What to produce - Each line below has to be output exactly, from first to last.

Source data -
--
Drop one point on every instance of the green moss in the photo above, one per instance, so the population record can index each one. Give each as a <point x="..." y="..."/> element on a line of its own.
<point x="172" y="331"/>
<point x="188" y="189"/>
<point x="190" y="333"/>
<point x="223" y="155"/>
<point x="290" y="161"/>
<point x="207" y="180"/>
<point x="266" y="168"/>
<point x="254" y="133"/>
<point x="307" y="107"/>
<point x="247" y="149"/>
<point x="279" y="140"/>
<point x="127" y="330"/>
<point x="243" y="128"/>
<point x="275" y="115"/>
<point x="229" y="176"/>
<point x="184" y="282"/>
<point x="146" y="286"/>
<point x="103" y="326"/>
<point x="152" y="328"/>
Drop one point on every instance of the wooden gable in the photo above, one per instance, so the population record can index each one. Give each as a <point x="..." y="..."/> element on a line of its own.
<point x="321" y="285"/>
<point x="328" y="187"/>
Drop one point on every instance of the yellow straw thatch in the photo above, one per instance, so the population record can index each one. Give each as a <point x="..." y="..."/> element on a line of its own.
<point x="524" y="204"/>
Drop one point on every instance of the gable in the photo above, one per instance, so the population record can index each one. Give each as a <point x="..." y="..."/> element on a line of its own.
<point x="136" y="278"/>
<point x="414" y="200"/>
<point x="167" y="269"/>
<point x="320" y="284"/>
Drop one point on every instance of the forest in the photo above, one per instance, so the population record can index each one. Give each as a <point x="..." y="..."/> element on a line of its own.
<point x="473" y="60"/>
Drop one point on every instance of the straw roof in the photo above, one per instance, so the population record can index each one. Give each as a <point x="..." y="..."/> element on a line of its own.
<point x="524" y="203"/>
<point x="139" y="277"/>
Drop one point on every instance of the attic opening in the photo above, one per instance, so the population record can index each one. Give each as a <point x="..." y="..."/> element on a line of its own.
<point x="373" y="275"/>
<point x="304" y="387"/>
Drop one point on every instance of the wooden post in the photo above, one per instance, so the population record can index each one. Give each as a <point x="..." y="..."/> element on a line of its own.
--
Final answer -
Drop one point on every instance of the green moss in the photo above, one per instance, so the population record can index each one. Give each as a <point x="..." y="..."/> element on a line of its own.
<point x="172" y="331"/>
<point x="188" y="189"/>
<point x="190" y="333"/>
<point x="223" y="155"/>
<point x="290" y="161"/>
<point x="207" y="180"/>
<point x="266" y="168"/>
<point x="254" y="133"/>
<point x="307" y="107"/>
<point x="247" y="149"/>
<point x="279" y="140"/>
<point x="127" y="330"/>
<point x="243" y="128"/>
<point x="275" y="115"/>
<point x="229" y="176"/>
<point x="184" y="282"/>
<point x="146" y="286"/>
<point x="103" y="326"/>
<point x="152" y="328"/>
Drop one point on every instance of the wooden gable in the photo above, one per instance, so the population record can index each one. Give each as a <point x="..." y="..."/> element on a line of its own.
<point x="321" y="285"/>
<point x="328" y="187"/>
Drop one point on every instance of the yellow straw thatch in the photo above, one per instance, so the population record can index each one. Give each as a <point x="..." y="..."/> element on a line of its own.
<point x="524" y="204"/>
Drop one point on every instance of the gable in the photo above, one per instance, so the population record can index each one. Give each as a <point x="..." y="..."/> element on a line of its own.
<point x="136" y="278"/>
<point x="414" y="200"/>
<point x="167" y="269"/>
<point x="320" y="284"/>
Drop one point on every instance of the forest in the photo above, one per instance, so the population record can index each one. Give each as a <point x="..." y="..."/> element on a line of its own.
<point x="473" y="60"/>
Drop one point on every instance of the straw roof in the photo above, one per instance, so the population record can index each one. Give each as a <point x="..." y="..."/> element on a line of its own.
<point x="524" y="203"/>
<point x="139" y="277"/>
Drop one point on every instance of the attic opening in the photo above, one per instance, so the population record can index each one. Give each as a <point x="..." y="..."/> element on a line of its own.
<point x="373" y="275"/>
<point x="304" y="387"/>
Drop one point on every instance of the wooden post in the photo above, one per instance, so the population record can index each one. Give each as a <point x="..." y="..."/> element on a line of its own.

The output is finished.